%%

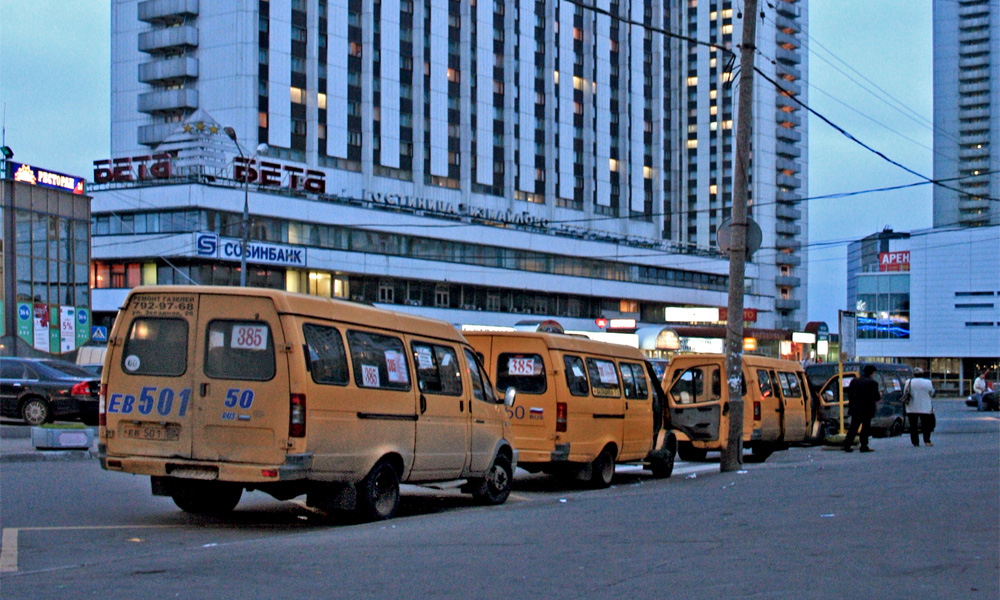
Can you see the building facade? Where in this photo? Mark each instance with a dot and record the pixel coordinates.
(966, 101)
(504, 158)
(44, 260)
(929, 298)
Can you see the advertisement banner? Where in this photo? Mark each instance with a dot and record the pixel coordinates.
(40, 336)
(848, 334)
(82, 325)
(24, 322)
(54, 327)
(67, 329)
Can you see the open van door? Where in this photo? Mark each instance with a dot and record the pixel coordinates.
(695, 399)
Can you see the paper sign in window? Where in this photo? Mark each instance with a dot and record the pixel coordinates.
(606, 371)
(395, 365)
(424, 360)
(521, 366)
(249, 337)
(369, 375)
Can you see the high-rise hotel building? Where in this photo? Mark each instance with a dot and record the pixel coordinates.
(475, 160)
(966, 119)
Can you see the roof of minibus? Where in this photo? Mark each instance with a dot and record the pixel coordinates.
(569, 343)
(322, 308)
(750, 360)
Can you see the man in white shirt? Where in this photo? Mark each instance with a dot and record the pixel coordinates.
(978, 389)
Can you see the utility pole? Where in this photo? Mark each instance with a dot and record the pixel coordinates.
(732, 453)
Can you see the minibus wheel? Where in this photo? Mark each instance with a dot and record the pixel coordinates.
(205, 497)
(602, 470)
(378, 493)
(495, 487)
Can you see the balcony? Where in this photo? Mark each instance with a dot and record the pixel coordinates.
(782, 38)
(786, 69)
(153, 135)
(792, 118)
(786, 228)
(787, 212)
(787, 56)
(783, 258)
(788, 134)
(180, 68)
(787, 244)
(787, 304)
(972, 62)
(787, 281)
(785, 181)
(167, 12)
(168, 100)
(785, 164)
(783, 148)
(787, 9)
(173, 39)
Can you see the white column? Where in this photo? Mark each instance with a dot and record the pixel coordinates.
(439, 87)
(337, 49)
(279, 75)
(390, 83)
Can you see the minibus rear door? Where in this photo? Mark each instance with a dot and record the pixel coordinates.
(241, 397)
(695, 399)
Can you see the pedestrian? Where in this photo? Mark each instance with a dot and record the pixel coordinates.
(979, 388)
(917, 395)
(864, 396)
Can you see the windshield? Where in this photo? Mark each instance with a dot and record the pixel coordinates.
(63, 369)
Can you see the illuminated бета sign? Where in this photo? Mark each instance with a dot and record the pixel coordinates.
(42, 177)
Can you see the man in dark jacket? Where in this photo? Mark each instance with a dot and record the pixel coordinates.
(864, 396)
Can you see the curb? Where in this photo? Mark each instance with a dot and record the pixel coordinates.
(47, 456)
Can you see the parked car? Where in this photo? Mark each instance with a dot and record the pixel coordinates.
(990, 401)
(41, 390)
(890, 413)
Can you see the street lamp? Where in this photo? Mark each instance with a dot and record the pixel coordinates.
(261, 148)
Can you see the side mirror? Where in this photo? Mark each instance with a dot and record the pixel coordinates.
(508, 397)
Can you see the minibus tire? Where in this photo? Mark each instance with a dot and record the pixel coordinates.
(205, 497)
(662, 468)
(35, 411)
(378, 493)
(689, 453)
(495, 487)
(602, 470)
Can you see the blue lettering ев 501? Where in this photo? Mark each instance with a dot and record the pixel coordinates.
(163, 402)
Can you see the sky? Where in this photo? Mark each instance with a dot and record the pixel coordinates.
(869, 71)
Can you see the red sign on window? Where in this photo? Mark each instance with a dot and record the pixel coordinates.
(894, 261)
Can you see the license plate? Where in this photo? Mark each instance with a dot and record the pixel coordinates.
(155, 432)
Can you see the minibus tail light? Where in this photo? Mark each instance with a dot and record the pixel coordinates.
(297, 415)
(560, 416)
(102, 418)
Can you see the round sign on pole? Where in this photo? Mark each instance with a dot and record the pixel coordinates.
(754, 235)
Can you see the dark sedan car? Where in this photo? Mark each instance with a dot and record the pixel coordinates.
(42, 390)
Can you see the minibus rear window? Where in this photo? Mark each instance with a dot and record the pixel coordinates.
(240, 350)
(603, 378)
(326, 355)
(379, 361)
(437, 369)
(789, 385)
(576, 376)
(156, 346)
(634, 380)
(524, 372)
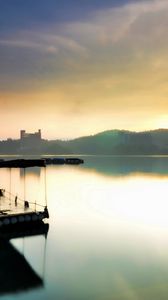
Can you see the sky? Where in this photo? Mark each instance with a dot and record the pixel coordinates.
(78, 67)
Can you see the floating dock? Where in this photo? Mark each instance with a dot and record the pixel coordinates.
(62, 161)
(22, 163)
(19, 212)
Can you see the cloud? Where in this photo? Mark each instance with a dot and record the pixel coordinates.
(115, 60)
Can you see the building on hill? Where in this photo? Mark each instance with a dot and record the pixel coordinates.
(30, 140)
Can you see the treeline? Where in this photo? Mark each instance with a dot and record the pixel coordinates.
(114, 142)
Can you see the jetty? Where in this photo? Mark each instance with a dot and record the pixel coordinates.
(62, 161)
(22, 163)
(16, 211)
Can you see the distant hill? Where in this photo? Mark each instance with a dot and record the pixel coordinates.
(111, 142)
(121, 142)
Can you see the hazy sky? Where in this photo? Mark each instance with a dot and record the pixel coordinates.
(77, 67)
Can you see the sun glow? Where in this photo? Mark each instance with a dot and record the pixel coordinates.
(162, 122)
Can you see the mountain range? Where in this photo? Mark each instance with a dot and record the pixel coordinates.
(111, 142)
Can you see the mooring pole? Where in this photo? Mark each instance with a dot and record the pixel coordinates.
(45, 183)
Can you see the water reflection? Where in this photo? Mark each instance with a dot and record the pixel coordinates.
(108, 235)
(125, 165)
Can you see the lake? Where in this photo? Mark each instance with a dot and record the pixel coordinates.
(108, 229)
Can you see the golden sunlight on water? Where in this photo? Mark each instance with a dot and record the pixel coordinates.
(108, 235)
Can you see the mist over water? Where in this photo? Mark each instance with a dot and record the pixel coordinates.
(108, 229)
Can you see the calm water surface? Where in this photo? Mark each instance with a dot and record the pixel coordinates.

%%

Reproduce all of the data exactly; the pictures do not belong in the copy.

# Exercise response
Can you see the building facade? Where in this photo? Mark each instance with a dot and record the pixel coordinates.
(966, 101)
(504, 158)
(44, 260)
(929, 298)
Can you see the advertisement banner? Where in this photo? Mark each instance with a dot and record the pixel coordinates.
(40, 336)
(848, 334)
(82, 325)
(24, 322)
(54, 327)
(67, 329)
Can you see the open van door? Where in this photo? Mark each instance with a dot and record the pixel coordinates.
(695, 399)
Can you see the paper sign in window? Where in this photo? Mark each instance with a dot and record the pixel coordinates.
(606, 371)
(395, 365)
(424, 360)
(521, 366)
(249, 337)
(369, 375)
Can you see the high-rise hotel building? Where in this photo? Mark each instance with a dot and record the pixel coordinates.
(475, 160)
(966, 119)
Can you see the roof of minibus? Where in this photo? Mark each instance with a dot and record the pixel coordinates.
(569, 343)
(322, 308)
(750, 360)
Can you see the man in white shirt? Where in this photo? Mark each instance with a dot and record the pixel coordinates.
(978, 389)
Can you see the utility pole? Where in this photo? Mark each instance with a dot and record the pixel coordinates.
(732, 453)
Can you see the minibus wheel? Where in this photo? Mark each instance with a dot and record the pixel coordinates.
(205, 497)
(602, 470)
(378, 493)
(495, 487)
Can you see the balcony? Where in this photo? Mark each instance with a dot and record the pixel coordinates.
(782, 38)
(786, 69)
(153, 135)
(792, 118)
(786, 228)
(787, 212)
(787, 56)
(783, 258)
(788, 134)
(180, 68)
(787, 244)
(787, 304)
(972, 62)
(787, 281)
(785, 181)
(167, 12)
(168, 100)
(785, 164)
(783, 148)
(787, 9)
(173, 39)
Can you see the white column? Where in this photo? Mark each instance with a dot and record the pixel coordinates.
(439, 87)
(337, 49)
(279, 75)
(390, 83)
Can you see the minibus rear door? Where in this photo? Mark each instance with a dot and record the pixel coordinates.
(241, 397)
(695, 399)
Can you see the pedestrian? Where in this photo? Mark each instance with a dot and record the pixel coordinates.
(979, 388)
(917, 395)
(864, 396)
Can you see the windshield? Where in this photo? Mark each instance with a dot and record the pixel coordinates.
(63, 369)
Can you see the illuminated бета sign? Where in this photo? Mark each instance with a dot and record the pixel coordinates.
(42, 177)
Can you see the man in dark jacket? Where in this photo? Mark each instance with a dot and record the pixel coordinates.
(864, 396)
Can you see the curb? Where in this photo? Mark each instance with a dot and record the pixel coordinates.
(47, 456)
Can you see the parked car? Where in this photo? Mark each instance with a dot and record the pixel coordinates.
(990, 401)
(41, 390)
(890, 413)
Can you see the street lamp? Where in this photo? Mark each instance with a dot and record the pixel coordinates.
(261, 148)
Can you see the side mirror? Where in this photo? Mark each instance with a dot and record the pixel coordinates.
(508, 397)
Can you see the minibus tire? Where in this photo? Mark each instance with a dot and record the pixel coordinates.
(205, 497)
(662, 468)
(35, 411)
(378, 493)
(689, 453)
(495, 487)
(602, 470)
Can you see the blue lettering ев 501? Where in this photo? Mark each instance with a dot and record the pixel coordinates.
(163, 402)
Can you see the sky? Where in this photo? Mark each instance with a dot and record the pixel coordinates.
(869, 71)
Can you see the red sign on window? Where in this photo? Mark each instance with a dot and record the pixel coordinates.
(894, 261)
Can you see the license plate? Where in this photo? Mark each instance with a dot and record the pixel coordinates.
(155, 432)
Can you see the minibus tail light? Where in this photo? Mark each instance with a dot and record the pixel coordinates.
(297, 415)
(560, 416)
(102, 418)
Can you see the round sign on pole? Where in this photo? Mark each instance with a dot and record the pixel coordinates.
(754, 235)
Can you see the dark sedan car? Where in this photo? Mark each instance with a dot and record the pixel coordinates.
(42, 390)
Can you see the minibus rear window? Where in this photo? Mark each instance with a dot and record the pixel coordinates.
(240, 350)
(603, 378)
(326, 355)
(379, 361)
(437, 369)
(789, 385)
(576, 376)
(156, 346)
(634, 380)
(524, 372)
Can you see the sky? Where in this photo? Mark each instance with a dot and record the pixel coordinates.
(78, 67)
Can you see the floating dock? Where in this photo? Mark each instance with a dot and record the pixel coordinates.
(62, 161)
(22, 163)
(19, 212)
Can you see the cloud? Where in this photo? Mark each instance with a dot and record the pixel coordinates.
(115, 60)
Can you see the building on hill? Where in this photo? Mark each instance with a dot and record the pixel coordinates.
(30, 140)
Can you see the treeline? Where in this photo? Mark each instance with a dot and record the pixel coordinates.
(114, 142)
Can you see the jetty? Where in this photo? Mark each instance with a dot and record the pixel coordinates.
(62, 161)
(22, 163)
(16, 211)
Can you see the distant hill? Where in this photo? Mark each instance with a dot and record the pixel coordinates.
(111, 142)
(121, 142)
Can you see the hazy sky? Where in this photo? Mark each instance with a dot and record the pixel coordinates.
(77, 67)
Can you see the sun glow? Where in this photo? Mark each instance with a dot and record the pixel coordinates.
(162, 122)
Can you see the mountain range? Where in this photo? Mark each instance with a dot and record the pixel coordinates.
(111, 142)
Can you see the mooring pole? Where in this photo? Mark each instance with a dot and record the pixel coordinates.
(45, 183)
Can you see the water reflection? Where in this photo? Mark each instance with a dot and record the pixel coordinates.
(108, 235)
(125, 165)
Can you see the lake? Where in this photo? Mark each instance with a dot and record the pixel coordinates.
(108, 229)
Can you see the golden sunlight on water? Where in this photo? Mark each instance with a dot and record the pixel coordinates.
(108, 235)
Can you see the mist over water? Where in this photo? Mark each instance with a dot and record the pixel coordinates.
(108, 229)
Can you see the calm water surface? Where in this photo? Mark each instance with a dot and record the pixel coordinates.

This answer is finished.